Provided passage:
######
The level of tired a new mom experiences is nothing if not hellish. I'm pretty sure there isn't even a definition for this type of exhaustion. It's a hallucinogenic state and no amount of caffeine can remedy those dark circles beneath your eyes (believe me, I've tried). So it'd be cool if others didn't make things harder, including telling us new moms how we feel. That's why you can bet your you-know-what there are some things a new mom really hears when you tell her she's "just tired." Guys, it's not positive.
It took an insane amount of effort to feel somewhat normal in the days and months following my daughter's birth. After all, she was my first child and, up until then, my life had been fairly simple. So to say I was devastatingly tired when I was postpartum would be a drastic understatement. I knew I looked like crap, because I felt like it. I knew some conversations I had were incoherent, because I could feel my head spinning as I tried to speak. And I knew anything I said, or did, wouldn't be taken seriously. I knew people were quick to dismiss I feeling I had because, in the end, it was easy for them to blame fatigue.
######
The data:

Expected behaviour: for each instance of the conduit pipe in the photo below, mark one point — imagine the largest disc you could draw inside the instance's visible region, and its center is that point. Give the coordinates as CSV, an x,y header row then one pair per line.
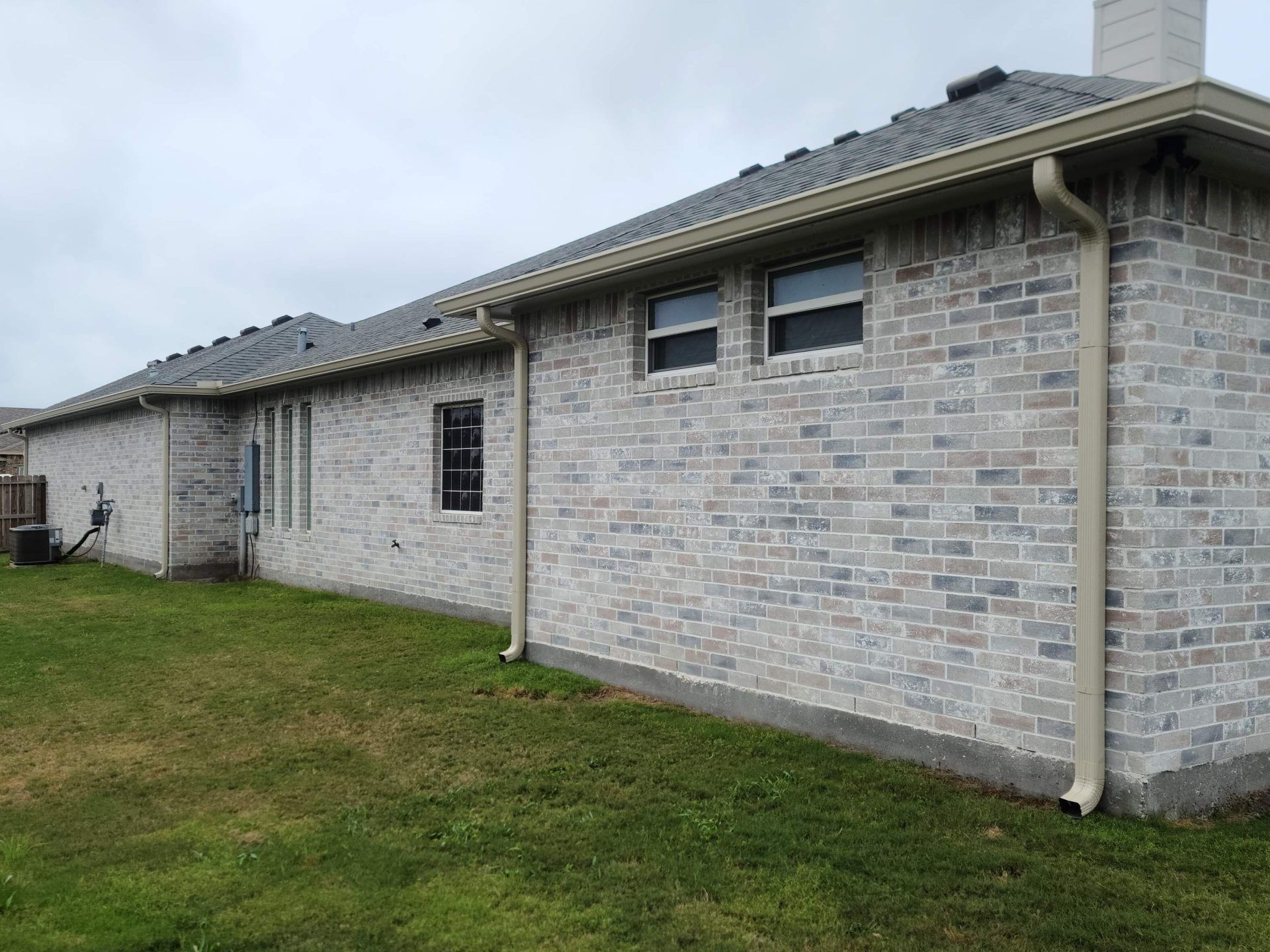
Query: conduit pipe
######
Exercises to complete:
A - Using the passage about new-mom exhaustion, decide whether each statement agrees with it, answering yes or no and quoting the words that settle it: (i) the writer's daughter was the writer's first child; (ii) the writer found that caffeine could remedy the dark circles; (iii) the writer's life before the birth had been fairly complicated.
B - Reproduce everything in the passage about new-mom exhaustion from "It took an insane" down to "to blame fatigue.", swapping "incoherent" for "rambling".

Completed exercise:
A -
(i) Yes: "she was my first child"
(ii) No: "no amount of caffeine can remedy those dark circles beneath your eyes"
(iii) No: "up until then, my life had been fairly simple"

B -
It took an insane amount of effort to feel somewhat normal in the days and months following my daughter's birth. After all, she was my first child and, up until then, my life had been fairly simple. So to say I was devastatingly tired when I was postpartum would be a drastic understatement. I knew I looked like crap, because I felt like it. I knew some conversations I had were rambling, because I could feel my head spinning as I tried to speak. And I knew anything I said, or did, wouldn't be taken seriously. I knew people were quick to dismiss I feeling I had because, in the end, it was easy for them to blame fatigue.